BEGIN Information provided

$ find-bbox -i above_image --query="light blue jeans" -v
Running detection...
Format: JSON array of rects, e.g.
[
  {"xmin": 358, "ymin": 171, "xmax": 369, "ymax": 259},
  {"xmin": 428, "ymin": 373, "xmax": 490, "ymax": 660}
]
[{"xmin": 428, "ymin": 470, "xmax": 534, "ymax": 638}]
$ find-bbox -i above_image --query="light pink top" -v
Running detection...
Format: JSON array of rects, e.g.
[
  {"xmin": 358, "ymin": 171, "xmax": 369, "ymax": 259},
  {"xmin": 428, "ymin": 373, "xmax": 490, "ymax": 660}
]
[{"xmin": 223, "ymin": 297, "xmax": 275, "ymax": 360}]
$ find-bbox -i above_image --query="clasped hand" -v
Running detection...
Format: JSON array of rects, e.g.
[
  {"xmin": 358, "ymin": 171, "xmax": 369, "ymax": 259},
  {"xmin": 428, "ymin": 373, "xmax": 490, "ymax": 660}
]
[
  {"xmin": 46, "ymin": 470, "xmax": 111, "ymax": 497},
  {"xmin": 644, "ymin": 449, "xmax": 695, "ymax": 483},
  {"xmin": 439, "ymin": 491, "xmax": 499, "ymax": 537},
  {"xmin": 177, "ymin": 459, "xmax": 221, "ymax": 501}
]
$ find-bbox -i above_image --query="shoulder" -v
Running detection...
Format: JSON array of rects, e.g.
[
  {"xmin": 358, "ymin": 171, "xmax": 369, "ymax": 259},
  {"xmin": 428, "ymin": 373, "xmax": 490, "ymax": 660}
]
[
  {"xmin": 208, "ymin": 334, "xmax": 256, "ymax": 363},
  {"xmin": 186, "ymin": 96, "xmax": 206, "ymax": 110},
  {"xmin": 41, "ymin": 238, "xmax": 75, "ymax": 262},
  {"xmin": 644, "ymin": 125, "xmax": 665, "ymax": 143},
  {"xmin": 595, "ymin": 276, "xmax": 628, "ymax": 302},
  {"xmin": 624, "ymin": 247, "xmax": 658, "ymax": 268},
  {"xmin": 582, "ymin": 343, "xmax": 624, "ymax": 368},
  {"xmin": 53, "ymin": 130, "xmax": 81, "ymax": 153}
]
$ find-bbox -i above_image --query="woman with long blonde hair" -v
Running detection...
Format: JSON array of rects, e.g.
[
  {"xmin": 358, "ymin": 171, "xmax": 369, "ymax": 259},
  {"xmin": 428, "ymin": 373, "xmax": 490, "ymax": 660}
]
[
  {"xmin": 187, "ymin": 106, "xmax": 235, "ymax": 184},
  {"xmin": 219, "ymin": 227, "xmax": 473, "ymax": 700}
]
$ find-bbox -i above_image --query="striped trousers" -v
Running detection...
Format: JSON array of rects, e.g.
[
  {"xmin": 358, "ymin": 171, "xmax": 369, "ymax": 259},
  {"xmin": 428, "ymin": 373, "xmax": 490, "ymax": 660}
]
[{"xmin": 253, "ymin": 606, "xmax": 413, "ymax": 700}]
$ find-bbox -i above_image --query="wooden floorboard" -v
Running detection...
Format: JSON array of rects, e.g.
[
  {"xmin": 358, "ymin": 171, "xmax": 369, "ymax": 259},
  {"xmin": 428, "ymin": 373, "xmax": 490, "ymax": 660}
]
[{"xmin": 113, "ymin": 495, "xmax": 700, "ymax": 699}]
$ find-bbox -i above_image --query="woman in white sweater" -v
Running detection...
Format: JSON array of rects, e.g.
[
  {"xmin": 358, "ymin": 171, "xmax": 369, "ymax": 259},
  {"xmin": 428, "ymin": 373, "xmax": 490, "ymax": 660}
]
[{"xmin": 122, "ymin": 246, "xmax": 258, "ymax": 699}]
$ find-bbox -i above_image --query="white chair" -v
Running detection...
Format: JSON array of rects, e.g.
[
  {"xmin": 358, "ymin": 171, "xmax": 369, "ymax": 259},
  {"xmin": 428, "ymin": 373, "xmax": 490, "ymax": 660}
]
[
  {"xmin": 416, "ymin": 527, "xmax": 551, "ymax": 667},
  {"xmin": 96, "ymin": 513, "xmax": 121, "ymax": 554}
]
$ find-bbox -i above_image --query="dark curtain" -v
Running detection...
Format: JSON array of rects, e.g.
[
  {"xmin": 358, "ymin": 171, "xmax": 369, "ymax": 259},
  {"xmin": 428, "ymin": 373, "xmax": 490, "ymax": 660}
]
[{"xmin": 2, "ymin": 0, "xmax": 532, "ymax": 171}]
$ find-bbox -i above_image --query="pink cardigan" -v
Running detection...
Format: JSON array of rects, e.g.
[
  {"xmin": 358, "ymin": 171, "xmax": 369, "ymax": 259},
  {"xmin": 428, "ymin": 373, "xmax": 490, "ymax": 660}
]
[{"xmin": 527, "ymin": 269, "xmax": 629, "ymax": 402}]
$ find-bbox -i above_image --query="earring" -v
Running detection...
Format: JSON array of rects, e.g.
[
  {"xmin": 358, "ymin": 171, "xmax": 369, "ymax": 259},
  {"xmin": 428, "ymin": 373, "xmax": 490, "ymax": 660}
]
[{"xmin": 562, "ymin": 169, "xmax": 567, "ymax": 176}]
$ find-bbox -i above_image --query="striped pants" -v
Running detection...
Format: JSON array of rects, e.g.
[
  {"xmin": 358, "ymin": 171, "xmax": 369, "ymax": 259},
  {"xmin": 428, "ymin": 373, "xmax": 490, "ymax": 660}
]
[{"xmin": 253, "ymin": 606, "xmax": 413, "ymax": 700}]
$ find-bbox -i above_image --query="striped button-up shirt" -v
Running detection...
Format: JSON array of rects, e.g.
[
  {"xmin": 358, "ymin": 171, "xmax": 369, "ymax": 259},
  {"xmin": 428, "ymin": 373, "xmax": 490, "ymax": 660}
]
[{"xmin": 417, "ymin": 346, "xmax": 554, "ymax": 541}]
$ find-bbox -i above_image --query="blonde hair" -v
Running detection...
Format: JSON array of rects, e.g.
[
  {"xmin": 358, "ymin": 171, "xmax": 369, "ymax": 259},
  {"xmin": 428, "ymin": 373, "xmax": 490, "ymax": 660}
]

END Information provided

*What to work on*
Find the lines in the data that hold the word "white". Reply with how many there are and nothing more.

*Problem solution*
2